Saya tidak paham banyak tentang lailatul qadar.
Tentu para ustad dan ulama yang lebih pawai menjabarkan maknanya. Bahkan boleh
jadi “mbah Google” lebih mampu mendefinikannya ketimbang saya. Yang kutahu, itu
adalah sebuah malam penuh kemuliaan dan keberkahan.
Orang-orang alim memburunya dengan sungguh-sungguh
pada sepuluh hari terakhir bulan Ramadan. Saya juga menyaksikan orang berduyun-duyun
ke masjid dan makam Sunan Ampel di Surabaya pada malam-malam hitungan ganjil. Di
mana-mana warga muslim juga berihtikaf di masjid-masjid dengan khusuk. Begitu bergairah mereka menggapai malam seribu bulan.
Menyaksikan itu semua, saya jadi merasa seperti
bocah kecil yang tengah berebut layang-layang dengan orang-orang dewasa --yang
besar-besar dengan membawa galah penjolok panjang. Oh, mungkinkah aku akan mendapatkan
layang-layang?
Saya juga merasa seolah nasabah kecil yang berada
di tengah para nasabah gajah yang sama-sama menunggu pengundian hadiah utama
sebuah rumah mewah. Oh, mungkinkah aku mendapatkannya, sementara tabungan
amalku baru seupil?
Maka saya nikmati saja malam-malam Ramadan, seperti
malam ini, seraya hati menebak-nebak tanda-tanda alam, jangan-jangan saat ini adalah
malam yang diburu itu. Dalam memoriku mengiang kembali isyarat yang
didendangkan oleh Bimbo tentang Lailatul
Qadar.
Margasatwa tak
berbunyi
Gunung menahan
nafasnya
Angin pun
berhenti
Pohon-pohon
tunduk
Dalam gelap
malam.

============

● Tugas 1
Sebutkan semua tanda alam dalam lirik Bimbo yang dikutip di akhir tulisan tentang lailatul qadar.
● Tugas 2
Ubah paragraf yang diawali "Orang-orang alim memburunya" dalam tulisan tentang lailatul qadar menjadi daftar singkat berisi fakta-fakta pokoknya.
● Tugas 3
Lanjutkan tulisan tentang lailatul qadar mulai dari baris terakhir yang ditampilkan.
Materi yang menyertai halaman ini tidak diperlukan.

● Data yang Diberikan
============

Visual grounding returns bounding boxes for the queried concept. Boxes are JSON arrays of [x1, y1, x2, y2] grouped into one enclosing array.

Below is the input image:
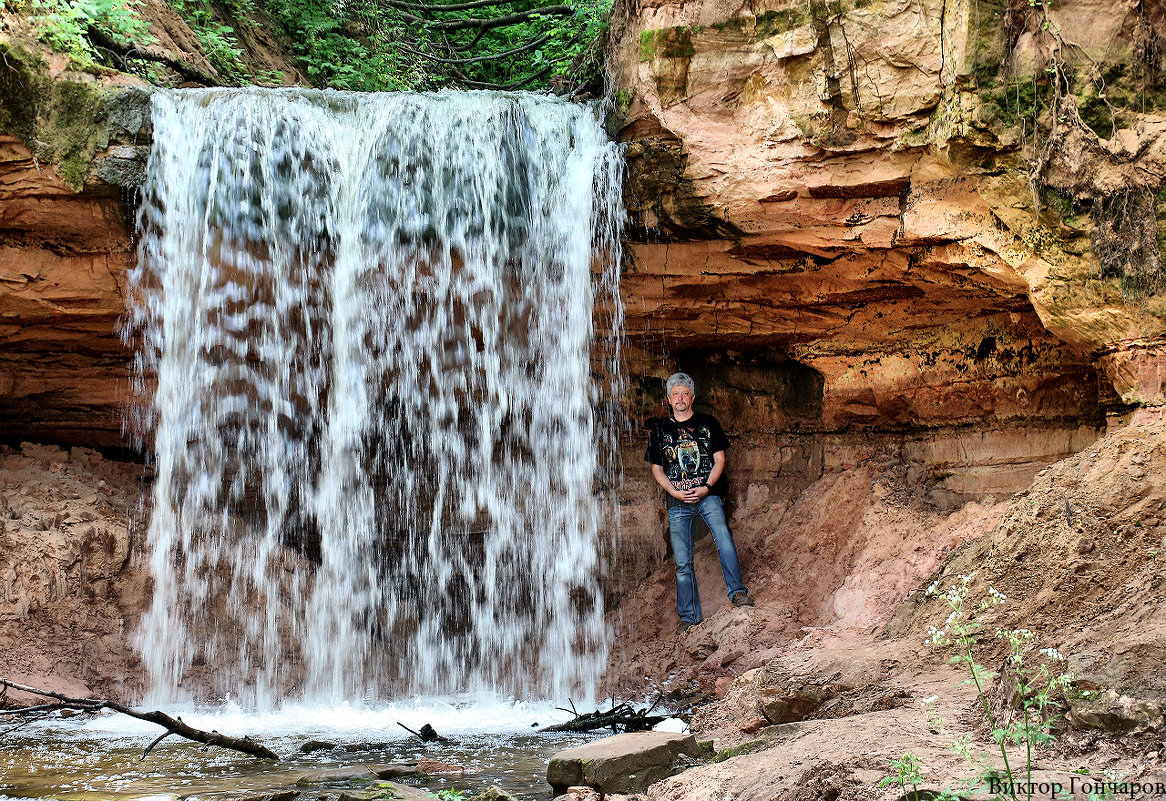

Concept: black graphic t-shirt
[[644, 412, 729, 506]]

============

● Jawaban 1
- Margasatwa tak berbunyi
- Gunung menahan nafasnya
- Angin pun berhenti
- Pohon-pohon tunduk

● Jawaban 2
- Orang-orang alim memburu lailatul qadar dengan sungguh-sungguh pada sepuluh hari terakhir Ramadan.
- Orang berduyun-duyun ke masjid dan makam Sunan Ampel di Surabaya pada malam-malam ganjil.
- Di mana-mana warga muslim beriktikaf di masjid-masjid dengan khusyuk.
- Mereka sangat bergairah menggapai malam seribu bulan.

● Jawaban 3
Pada bulan
suci
Qur’an turun
ke bumi
Ya, seyogyanya kutemani saja malam yang demikian tenang
ini dengan zikir sebisa-bisanya. Mencoba memperlama duduk, meski kaki tidak begitu
betah bersila. Mencoba mengheningkan cipta semampunya, walau pikiran begitu
gampang berlompatan ke mana-mana.
Ya, Allah, hamba tak pandai berdoa. Hafalan doa-doa
hanya sedikit dan itu-itu juga. Tetapi bukankah Engkau menyukai kesederhanaan
dalam bermunajad? Jadi, saya pun mengandalkan doa sapu jagad yang sering
diucapkan Kanjeng Nabi: “Robbana aatinaa
fiddun yaa hasanah, wa fil aakhirati hasanah waqina ‘adzaa ban naar.” Lagi
pula, apalagi yang layak diminta selain “keselamatan dunia dan akhirat serta
dijauhkan dari siksa api neraka?”
Dalam keheningan malam, tanpa kucermati lagi ini
malam ganjil atau malam genap, saya mencoba untuk tengadah. Sebagai muslim awam,
yang masih bergumul dosa, diam-diam saya juga mendambakan lailatul qadar, seperti mereka. Naifkah, jika ada burung pungguk merindukan rembulan? (*)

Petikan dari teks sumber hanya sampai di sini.